Textauszug.
3.3. Beschwerdeweise bringt die IV-Stelle vor, die Argumentation im
angefochtenen Entscheid verletze insofern Bundesrecht, als die Vorinstanz zu
Unrecht eine Verwaltungsweisung des BSV und damit einhergehend die Verfügung
vom 24. Juli 2014 als gesetzwidrig taxiere. Des Weitern rügt sie, das kantonale
Gericht habe den Sachverhalt unvollständig und damit offensichtlich unrichtig
festgestellt und seinen Entscheid in Verletzung der Begründungspflicht gefällt.

4. 
Soweit die Vorinstanz dem Rundschreiben Nr. 299 die Anwendung versagte mit der
Begründung, dass grundsätzlich alle Jugendlichen in Nachachtung von Art. 24
Abs. 5 der UN-Behindertenkonvention, Art. 8 BV, Art. 17 Abs. 1 BBG sowie Art. 2
Abs. 5 BehiG Anspruch auf eine zweijährige erstmalige Berufsausbildung hätten,
kann ihr nicht beigepflichtet werden:

4.1. Nach Art. 24 Abs. 5 der UN-Behindertenkonvention, die für die Schweiz am
15. Mai 2014 in Kraft getreten ist, stellen die Vertragsstaaten sicher, dass
Menschen mit Behinderungen ohne Diskriminierung und gleichberechtigt mit
anderen Zugang zu allgemeiner Hochschulbildung, Berufsausbildung,
Erwachsenenbildung und lebenslangem Lernen haben. Zu diesem Zweck stellen die
Vertragsstaaten sicher, dass für Menschen mit Behinderungen angemessene
Vorkehrungen getroffen werden. Dieser Forderung ist der Gesetzgeber mit dem
Erlass von Art. 16 und 17 IVG, welche für behinderte Versicherte den Zugang zu
Berufsausbildung mittels beruflichen Massnahmen sichern, nachgekommen (vgl.

Ihre Aufgabe. Nennen Sie bitte alle Bildungsbereiche, zu denen Menschen mit Behinderungen laut dem Textauszug nach Art. 24 Abs. 5 der UN-Behindertenkonvention gleichberechtigt Zugang haben sollen. Die Einträge stammen aus einer anderen Quelle als der Textauszug.

Datenauszüge.

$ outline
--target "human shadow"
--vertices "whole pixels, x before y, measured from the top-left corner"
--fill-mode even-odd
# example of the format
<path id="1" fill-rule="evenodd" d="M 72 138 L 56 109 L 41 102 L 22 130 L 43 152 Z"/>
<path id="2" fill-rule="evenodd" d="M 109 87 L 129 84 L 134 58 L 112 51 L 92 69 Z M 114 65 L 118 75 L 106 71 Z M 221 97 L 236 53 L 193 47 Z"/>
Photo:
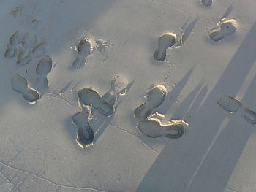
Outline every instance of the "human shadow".
<path id="1" fill-rule="evenodd" d="M 169 141 L 137 191 L 223 191 L 250 131 L 234 121 L 223 126 L 227 115 L 220 112 L 215 98 L 238 94 L 256 60 L 255 37 L 256 22 L 197 111 L 193 131 Z"/>
<path id="2" fill-rule="evenodd" d="M 174 88 L 170 91 L 169 91 L 169 93 L 166 95 L 166 99 L 162 103 L 162 104 L 156 110 L 159 109 L 161 110 L 161 113 L 166 114 L 167 111 L 168 111 L 170 108 L 176 101 L 177 98 L 181 93 L 184 88 L 186 86 L 192 74 L 192 71 L 193 67 L 191 69 L 189 69 L 187 72 L 187 74 L 182 77 L 182 79 L 174 86 Z"/>

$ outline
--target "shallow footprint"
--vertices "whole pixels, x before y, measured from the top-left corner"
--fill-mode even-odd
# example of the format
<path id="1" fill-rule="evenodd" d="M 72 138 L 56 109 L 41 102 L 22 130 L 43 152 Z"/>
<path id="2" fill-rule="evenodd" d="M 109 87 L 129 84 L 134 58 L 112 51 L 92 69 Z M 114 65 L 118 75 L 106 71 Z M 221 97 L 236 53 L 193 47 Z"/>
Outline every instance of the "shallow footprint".
<path id="1" fill-rule="evenodd" d="M 217 26 L 218 29 L 213 29 L 208 34 L 209 39 L 214 42 L 219 42 L 225 36 L 233 34 L 238 28 L 236 20 L 228 18 L 222 19 Z"/>
<path id="2" fill-rule="evenodd" d="M 110 105 L 114 105 L 119 95 L 124 95 L 127 92 L 129 81 L 121 74 L 116 74 L 111 82 L 111 87 L 105 93 L 102 99 Z"/>
<path id="3" fill-rule="evenodd" d="M 227 95 L 218 96 L 217 102 L 220 107 L 230 113 L 235 113 L 241 106 L 241 101 L 238 99 Z"/>
<path id="4" fill-rule="evenodd" d="M 46 42 L 40 42 L 37 44 L 32 50 L 32 55 L 34 58 L 39 58 L 46 53 Z"/>
<path id="5" fill-rule="evenodd" d="M 4 53 L 4 57 L 6 58 L 12 58 L 17 53 L 16 46 L 22 45 L 23 41 L 25 37 L 27 35 L 27 32 L 23 30 L 16 31 L 9 39 L 9 43 L 7 48 Z"/>
<path id="6" fill-rule="evenodd" d="M 154 53 L 154 58 L 162 61 L 165 59 L 166 50 L 176 44 L 177 37 L 173 33 L 167 33 L 161 36 L 158 39 L 159 48 Z"/>
<path id="7" fill-rule="evenodd" d="M 22 44 L 25 37 L 28 34 L 28 32 L 24 30 L 16 31 L 12 37 L 9 39 L 9 44 L 11 46 L 17 46 Z"/>
<path id="8" fill-rule="evenodd" d="M 22 93 L 26 101 L 34 104 L 39 99 L 37 91 L 31 88 L 28 85 L 28 80 L 19 73 L 12 75 L 11 80 L 12 89 L 17 93 Z"/>
<path id="9" fill-rule="evenodd" d="M 164 101 L 167 90 L 162 85 L 152 88 L 146 96 L 146 101 L 135 110 L 135 118 L 143 119 L 148 117 L 154 108 L 157 107 Z"/>
<path id="10" fill-rule="evenodd" d="M 92 42 L 87 38 L 83 39 L 78 43 L 75 50 L 78 55 L 73 62 L 72 66 L 76 68 L 82 67 L 87 62 L 87 57 L 93 52 Z"/>
<path id="11" fill-rule="evenodd" d="M 34 33 L 32 32 L 27 32 L 27 34 L 25 36 L 23 40 L 23 45 L 24 46 L 25 49 L 31 50 L 34 47 L 37 43 L 37 35 Z"/>
<path id="12" fill-rule="evenodd" d="M 24 49 L 19 49 L 18 52 L 18 53 L 17 61 L 16 61 L 17 65 L 20 65 L 20 66 L 25 65 L 31 60 L 30 52 Z"/>
<path id="13" fill-rule="evenodd" d="M 75 141 L 79 147 L 83 149 L 94 145 L 94 134 L 90 126 L 78 127 Z"/>
<path id="14" fill-rule="evenodd" d="M 92 106 L 105 116 L 111 116 L 115 109 L 103 101 L 99 93 L 91 88 L 83 88 L 78 92 L 78 101 L 84 105 Z"/>
<path id="15" fill-rule="evenodd" d="M 53 60 L 50 56 L 44 56 L 38 63 L 36 72 L 38 75 L 37 84 L 40 87 L 48 88 L 48 80 L 47 75 L 50 72 L 53 66 Z"/>

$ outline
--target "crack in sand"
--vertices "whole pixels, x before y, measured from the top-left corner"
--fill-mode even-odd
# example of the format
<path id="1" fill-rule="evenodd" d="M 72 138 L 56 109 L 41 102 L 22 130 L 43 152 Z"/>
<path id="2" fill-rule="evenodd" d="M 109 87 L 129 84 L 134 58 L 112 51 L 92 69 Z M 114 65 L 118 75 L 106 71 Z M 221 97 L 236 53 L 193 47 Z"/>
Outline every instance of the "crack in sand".
<path id="1" fill-rule="evenodd" d="M 86 187 L 81 187 L 81 188 L 79 188 L 79 187 L 75 187 L 75 186 L 72 186 L 72 185 L 64 185 L 64 184 L 60 184 L 60 183 L 56 183 L 54 181 L 52 181 L 52 180 L 48 180 L 48 179 L 45 179 L 42 177 L 39 177 L 38 175 L 37 175 L 36 174 L 34 173 L 32 173 L 32 172 L 29 172 L 27 171 L 24 171 L 24 170 L 22 170 L 20 169 L 18 169 L 18 168 L 16 168 L 15 166 L 10 166 L 8 165 L 7 163 L 4 163 L 1 161 L 0 161 L 0 164 L 2 164 L 3 166 L 6 166 L 12 170 L 15 170 L 15 171 L 18 171 L 19 172 L 21 172 L 21 173 L 23 173 L 23 174 L 28 174 L 28 175 L 30 175 L 30 176 L 33 176 L 35 178 L 37 178 L 40 180 L 43 180 L 43 181 L 45 181 L 47 183 L 49 183 L 55 186 L 57 186 L 57 187 L 61 187 L 61 188 L 70 188 L 70 189 L 76 189 L 76 190 L 92 190 L 94 191 L 96 191 L 96 192 L 103 192 L 104 191 L 100 191 L 100 190 L 98 190 L 98 189 L 96 189 L 96 188 L 86 188 Z M 12 185 L 12 186 L 13 186 L 13 188 L 15 188 L 15 191 L 18 191 L 17 188 L 15 186 L 14 186 L 12 183 L 7 178 L 7 177 L 5 177 L 1 172 L 0 172 L 1 174 L 7 179 L 7 180 Z"/>
<path id="2" fill-rule="evenodd" d="M 124 132 L 126 134 L 128 134 L 129 135 L 132 136 L 132 137 L 135 138 L 136 139 L 139 140 L 143 145 L 146 145 L 146 147 L 148 147 L 149 149 L 151 149 L 152 151 L 154 151 L 154 153 L 155 153 L 156 154 L 159 155 L 159 153 L 155 149 L 154 149 L 152 147 L 150 147 L 149 145 L 146 145 L 145 142 L 143 142 L 141 139 L 140 139 L 138 137 L 136 137 L 135 134 L 124 130 L 124 129 L 122 129 L 121 128 L 119 128 L 118 126 L 116 126 L 113 123 L 110 123 L 110 125 L 111 125 L 113 127 L 118 129 L 119 131 L 122 131 L 122 132 Z"/>
<path id="3" fill-rule="evenodd" d="M 3 165 L 3 166 L 2 166 L 2 167 L 1 168 L 1 169 L 0 169 L 0 174 L 1 174 L 4 177 L 4 180 L 2 183 L 4 183 L 4 181 L 7 181 L 7 183 L 10 183 L 10 185 L 12 186 L 12 188 L 15 189 L 14 191 L 18 191 L 18 188 L 16 188 L 16 186 L 15 186 L 15 185 L 12 184 L 12 181 L 10 180 L 7 178 L 7 177 L 5 176 L 4 174 L 2 173 L 1 170 L 3 170 L 4 168 L 4 166 Z M 12 178 L 12 180 L 13 180 L 13 178 Z"/>

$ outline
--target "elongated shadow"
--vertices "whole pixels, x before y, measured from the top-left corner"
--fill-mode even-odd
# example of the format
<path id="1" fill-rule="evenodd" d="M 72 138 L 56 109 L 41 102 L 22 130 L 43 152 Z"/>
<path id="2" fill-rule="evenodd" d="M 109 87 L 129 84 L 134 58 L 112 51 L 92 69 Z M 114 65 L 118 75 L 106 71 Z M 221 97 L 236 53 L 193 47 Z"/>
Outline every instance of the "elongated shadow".
<path id="1" fill-rule="evenodd" d="M 189 25 L 187 26 L 187 27 L 186 27 L 185 30 L 184 30 L 184 37 L 183 37 L 183 42 L 185 42 L 187 39 L 187 38 L 189 37 L 189 36 L 191 34 L 192 31 L 193 31 L 195 24 L 197 22 L 198 18 L 195 18 L 191 23 L 189 23 Z"/>
<path id="2" fill-rule="evenodd" d="M 193 131 L 179 139 L 170 140 L 140 183 L 138 192 L 223 191 L 249 133 L 234 122 L 225 126 L 222 134 L 219 131 L 228 114 L 220 112 L 215 98 L 220 93 L 236 96 L 238 93 L 255 62 L 255 50 L 256 23 L 198 110 L 190 127 Z M 223 149 L 221 144 L 225 144 Z"/>
<path id="3" fill-rule="evenodd" d="M 192 71 L 193 68 L 187 72 L 184 77 L 183 77 L 175 87 L 167 94 L 165 101 L 162 104 L 163 107 L 161 107 L 161 113 L 166 114 L 167 111 L 168 111 L 174 104 L 177 98 L 188 82 Z"/>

Lösung.
- allgemeine Hochschulbildung
- Berufsausbildung
- Erwachsenenbildung
- lebenslanges Lernen